The answer should be one number: the count of lines in the listing below with "water" in them.

[DATA FOR THIS EXERCISE]

┌──

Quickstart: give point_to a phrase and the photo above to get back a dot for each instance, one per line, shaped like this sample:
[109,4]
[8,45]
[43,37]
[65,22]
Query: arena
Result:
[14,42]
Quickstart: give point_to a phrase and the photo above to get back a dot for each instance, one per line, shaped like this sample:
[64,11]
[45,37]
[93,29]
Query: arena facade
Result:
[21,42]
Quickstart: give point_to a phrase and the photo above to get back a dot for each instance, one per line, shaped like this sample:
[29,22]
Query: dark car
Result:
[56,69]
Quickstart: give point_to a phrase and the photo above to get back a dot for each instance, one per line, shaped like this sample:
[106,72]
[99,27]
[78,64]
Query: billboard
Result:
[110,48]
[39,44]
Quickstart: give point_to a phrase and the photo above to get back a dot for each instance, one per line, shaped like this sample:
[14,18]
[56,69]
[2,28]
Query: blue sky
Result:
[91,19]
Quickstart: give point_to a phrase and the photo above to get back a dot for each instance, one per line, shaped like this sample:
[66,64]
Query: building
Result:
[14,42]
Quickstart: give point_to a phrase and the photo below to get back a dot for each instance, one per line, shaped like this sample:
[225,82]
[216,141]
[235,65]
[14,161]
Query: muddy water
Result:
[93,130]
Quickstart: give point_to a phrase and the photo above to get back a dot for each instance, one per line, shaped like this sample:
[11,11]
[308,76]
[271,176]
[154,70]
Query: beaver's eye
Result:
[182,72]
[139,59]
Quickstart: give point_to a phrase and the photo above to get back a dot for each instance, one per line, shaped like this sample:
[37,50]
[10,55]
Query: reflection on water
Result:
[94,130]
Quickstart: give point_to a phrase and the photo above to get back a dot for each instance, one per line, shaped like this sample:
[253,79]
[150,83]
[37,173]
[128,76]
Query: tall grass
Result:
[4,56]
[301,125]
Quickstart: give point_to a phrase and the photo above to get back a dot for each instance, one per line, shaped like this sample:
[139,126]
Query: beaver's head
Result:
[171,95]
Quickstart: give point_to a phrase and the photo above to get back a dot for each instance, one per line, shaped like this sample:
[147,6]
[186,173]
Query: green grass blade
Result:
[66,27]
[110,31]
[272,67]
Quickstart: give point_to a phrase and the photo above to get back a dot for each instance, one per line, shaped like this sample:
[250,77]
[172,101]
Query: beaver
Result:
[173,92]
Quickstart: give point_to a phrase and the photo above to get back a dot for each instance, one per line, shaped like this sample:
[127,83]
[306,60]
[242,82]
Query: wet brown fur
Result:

└──
┌──

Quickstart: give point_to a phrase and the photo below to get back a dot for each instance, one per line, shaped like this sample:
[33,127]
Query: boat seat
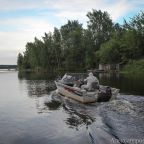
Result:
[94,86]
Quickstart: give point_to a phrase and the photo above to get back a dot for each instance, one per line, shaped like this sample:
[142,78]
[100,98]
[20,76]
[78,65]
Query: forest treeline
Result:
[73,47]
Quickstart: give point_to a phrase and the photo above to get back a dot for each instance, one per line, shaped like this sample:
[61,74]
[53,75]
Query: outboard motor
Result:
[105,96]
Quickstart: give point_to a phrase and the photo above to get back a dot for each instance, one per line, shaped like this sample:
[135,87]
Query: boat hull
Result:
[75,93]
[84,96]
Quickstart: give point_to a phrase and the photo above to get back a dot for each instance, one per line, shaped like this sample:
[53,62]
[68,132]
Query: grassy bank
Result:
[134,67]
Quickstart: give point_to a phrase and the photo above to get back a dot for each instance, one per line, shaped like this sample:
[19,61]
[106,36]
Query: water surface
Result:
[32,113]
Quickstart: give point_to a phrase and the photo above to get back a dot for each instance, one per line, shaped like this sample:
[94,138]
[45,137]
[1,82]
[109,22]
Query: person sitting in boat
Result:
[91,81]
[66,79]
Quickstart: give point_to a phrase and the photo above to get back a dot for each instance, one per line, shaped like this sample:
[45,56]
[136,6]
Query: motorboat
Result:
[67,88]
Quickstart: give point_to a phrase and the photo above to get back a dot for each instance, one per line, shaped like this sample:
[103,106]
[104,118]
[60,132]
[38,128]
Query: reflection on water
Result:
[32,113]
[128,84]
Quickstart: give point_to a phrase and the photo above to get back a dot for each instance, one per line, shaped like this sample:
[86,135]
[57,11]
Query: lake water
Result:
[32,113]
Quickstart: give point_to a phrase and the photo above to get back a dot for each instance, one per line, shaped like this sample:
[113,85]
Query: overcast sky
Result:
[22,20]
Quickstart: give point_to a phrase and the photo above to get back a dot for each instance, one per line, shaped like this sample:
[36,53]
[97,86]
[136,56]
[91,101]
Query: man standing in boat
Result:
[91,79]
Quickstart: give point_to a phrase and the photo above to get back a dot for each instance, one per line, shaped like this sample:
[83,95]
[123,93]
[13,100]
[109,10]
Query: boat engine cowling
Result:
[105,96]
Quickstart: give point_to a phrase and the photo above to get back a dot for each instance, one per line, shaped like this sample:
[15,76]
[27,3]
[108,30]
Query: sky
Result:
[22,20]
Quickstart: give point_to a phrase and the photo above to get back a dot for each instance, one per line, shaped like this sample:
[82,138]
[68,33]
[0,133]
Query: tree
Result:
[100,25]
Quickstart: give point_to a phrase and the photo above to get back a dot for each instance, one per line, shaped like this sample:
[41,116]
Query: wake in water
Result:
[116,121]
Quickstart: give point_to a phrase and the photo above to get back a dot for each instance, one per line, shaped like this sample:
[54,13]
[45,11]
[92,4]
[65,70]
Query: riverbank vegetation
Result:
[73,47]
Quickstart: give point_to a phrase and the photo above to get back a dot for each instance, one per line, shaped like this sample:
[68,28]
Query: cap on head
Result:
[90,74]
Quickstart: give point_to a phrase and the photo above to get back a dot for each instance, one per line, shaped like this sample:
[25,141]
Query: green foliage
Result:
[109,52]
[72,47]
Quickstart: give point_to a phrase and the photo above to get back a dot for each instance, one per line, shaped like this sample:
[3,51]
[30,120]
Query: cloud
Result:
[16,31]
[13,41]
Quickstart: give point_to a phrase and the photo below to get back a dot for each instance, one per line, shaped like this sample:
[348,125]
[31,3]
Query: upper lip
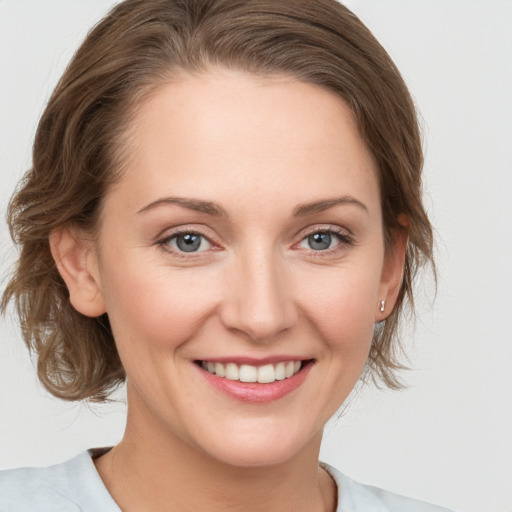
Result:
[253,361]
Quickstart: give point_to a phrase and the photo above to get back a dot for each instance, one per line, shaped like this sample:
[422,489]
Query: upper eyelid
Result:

└──
┌──

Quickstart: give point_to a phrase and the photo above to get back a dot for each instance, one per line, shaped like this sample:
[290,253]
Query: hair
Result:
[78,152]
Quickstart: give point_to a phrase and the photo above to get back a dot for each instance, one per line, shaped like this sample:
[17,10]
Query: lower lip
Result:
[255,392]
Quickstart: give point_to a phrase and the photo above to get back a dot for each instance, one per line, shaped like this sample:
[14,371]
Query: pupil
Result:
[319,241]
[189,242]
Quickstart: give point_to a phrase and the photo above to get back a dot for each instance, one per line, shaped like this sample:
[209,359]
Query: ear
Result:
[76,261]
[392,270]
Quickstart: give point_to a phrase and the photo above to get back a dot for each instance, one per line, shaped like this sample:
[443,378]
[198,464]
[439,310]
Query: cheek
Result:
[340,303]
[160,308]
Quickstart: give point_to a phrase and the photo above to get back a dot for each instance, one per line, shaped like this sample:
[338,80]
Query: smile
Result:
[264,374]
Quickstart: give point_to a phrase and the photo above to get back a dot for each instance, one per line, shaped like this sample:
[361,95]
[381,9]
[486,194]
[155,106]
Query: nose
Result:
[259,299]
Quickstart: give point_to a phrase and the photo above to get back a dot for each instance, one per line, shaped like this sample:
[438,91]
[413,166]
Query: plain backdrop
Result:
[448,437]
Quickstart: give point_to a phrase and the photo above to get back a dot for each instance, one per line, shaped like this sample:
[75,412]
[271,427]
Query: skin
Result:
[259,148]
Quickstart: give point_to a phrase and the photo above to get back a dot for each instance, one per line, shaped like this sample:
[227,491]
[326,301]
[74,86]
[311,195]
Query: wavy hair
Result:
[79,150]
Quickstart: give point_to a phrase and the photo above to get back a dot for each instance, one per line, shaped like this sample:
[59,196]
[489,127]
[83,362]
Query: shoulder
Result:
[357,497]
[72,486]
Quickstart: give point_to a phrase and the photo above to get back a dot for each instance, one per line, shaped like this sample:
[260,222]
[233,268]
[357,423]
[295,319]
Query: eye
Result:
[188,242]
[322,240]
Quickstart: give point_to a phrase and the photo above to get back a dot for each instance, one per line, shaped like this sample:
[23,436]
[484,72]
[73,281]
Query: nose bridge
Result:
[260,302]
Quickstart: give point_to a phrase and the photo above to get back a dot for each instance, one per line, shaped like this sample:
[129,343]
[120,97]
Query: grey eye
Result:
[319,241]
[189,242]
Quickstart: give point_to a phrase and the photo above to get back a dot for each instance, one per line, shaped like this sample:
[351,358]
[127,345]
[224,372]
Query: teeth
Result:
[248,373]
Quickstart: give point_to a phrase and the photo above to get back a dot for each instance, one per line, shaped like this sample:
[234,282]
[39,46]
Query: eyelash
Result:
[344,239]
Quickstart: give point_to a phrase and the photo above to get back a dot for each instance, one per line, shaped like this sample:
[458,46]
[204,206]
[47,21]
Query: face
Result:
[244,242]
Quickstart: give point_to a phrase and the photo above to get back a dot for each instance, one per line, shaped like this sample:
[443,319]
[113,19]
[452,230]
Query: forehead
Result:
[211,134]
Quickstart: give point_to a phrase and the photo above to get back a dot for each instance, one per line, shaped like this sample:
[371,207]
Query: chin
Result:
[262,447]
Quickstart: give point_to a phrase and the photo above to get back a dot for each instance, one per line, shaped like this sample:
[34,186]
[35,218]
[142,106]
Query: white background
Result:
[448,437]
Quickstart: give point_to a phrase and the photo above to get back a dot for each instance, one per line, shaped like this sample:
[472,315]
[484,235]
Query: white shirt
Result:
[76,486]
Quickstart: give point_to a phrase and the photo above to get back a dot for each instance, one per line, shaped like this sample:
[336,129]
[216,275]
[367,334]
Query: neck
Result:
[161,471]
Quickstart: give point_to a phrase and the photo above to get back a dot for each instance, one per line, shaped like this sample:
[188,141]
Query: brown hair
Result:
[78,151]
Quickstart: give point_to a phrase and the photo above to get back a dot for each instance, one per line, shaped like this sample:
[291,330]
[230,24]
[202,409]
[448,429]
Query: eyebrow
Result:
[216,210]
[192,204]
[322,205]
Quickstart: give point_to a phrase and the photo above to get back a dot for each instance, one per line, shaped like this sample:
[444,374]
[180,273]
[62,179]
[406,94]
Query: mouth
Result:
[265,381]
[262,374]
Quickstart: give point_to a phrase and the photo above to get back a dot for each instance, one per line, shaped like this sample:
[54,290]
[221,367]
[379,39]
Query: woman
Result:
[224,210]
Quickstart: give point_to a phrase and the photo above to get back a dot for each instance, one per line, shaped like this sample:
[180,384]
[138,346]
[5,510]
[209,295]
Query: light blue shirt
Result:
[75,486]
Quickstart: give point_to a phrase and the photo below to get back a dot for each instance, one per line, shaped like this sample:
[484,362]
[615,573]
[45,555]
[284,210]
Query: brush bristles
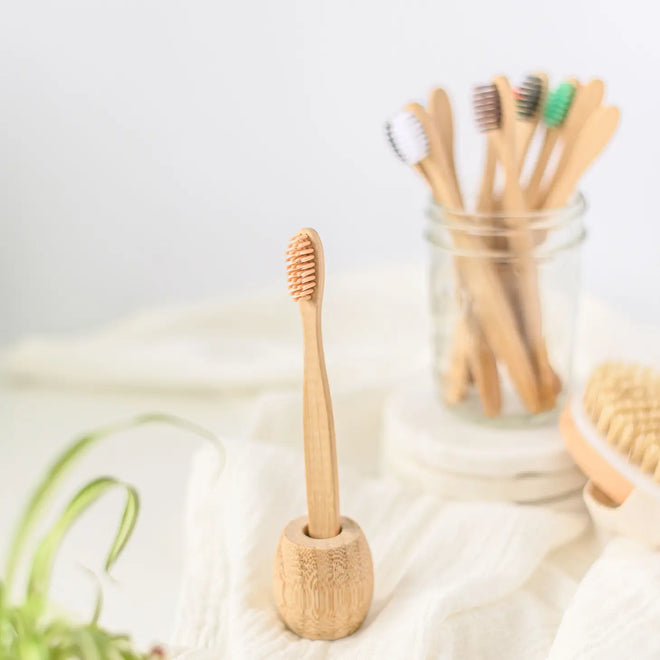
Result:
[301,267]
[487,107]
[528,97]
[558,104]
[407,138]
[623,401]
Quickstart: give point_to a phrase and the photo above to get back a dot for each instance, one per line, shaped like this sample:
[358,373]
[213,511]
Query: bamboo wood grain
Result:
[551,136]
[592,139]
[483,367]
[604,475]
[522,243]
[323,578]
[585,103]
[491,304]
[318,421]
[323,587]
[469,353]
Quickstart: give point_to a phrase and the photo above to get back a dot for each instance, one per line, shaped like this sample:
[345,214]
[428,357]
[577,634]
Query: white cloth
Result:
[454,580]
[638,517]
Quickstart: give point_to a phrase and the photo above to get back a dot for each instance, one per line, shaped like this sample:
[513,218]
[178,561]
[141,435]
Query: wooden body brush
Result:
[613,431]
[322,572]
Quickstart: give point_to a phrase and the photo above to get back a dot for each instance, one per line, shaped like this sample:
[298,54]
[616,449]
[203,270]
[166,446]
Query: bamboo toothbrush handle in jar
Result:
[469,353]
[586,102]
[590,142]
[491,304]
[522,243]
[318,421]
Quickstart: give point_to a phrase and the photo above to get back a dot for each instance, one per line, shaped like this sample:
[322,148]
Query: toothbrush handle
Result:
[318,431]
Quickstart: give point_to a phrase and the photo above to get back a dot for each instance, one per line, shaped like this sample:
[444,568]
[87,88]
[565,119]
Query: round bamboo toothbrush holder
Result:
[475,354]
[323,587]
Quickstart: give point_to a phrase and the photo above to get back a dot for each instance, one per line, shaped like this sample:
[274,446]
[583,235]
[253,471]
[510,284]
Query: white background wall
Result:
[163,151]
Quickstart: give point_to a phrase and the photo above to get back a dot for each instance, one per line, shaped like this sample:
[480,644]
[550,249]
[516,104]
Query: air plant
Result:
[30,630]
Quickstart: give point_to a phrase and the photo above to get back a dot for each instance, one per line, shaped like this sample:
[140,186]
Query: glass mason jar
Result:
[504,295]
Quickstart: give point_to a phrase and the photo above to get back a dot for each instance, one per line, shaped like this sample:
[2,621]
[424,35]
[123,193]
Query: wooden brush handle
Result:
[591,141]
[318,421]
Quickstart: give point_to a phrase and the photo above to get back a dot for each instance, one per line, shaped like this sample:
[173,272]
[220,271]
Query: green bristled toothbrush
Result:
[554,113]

└──

[OUTPUT OF THE EXERCISE] 6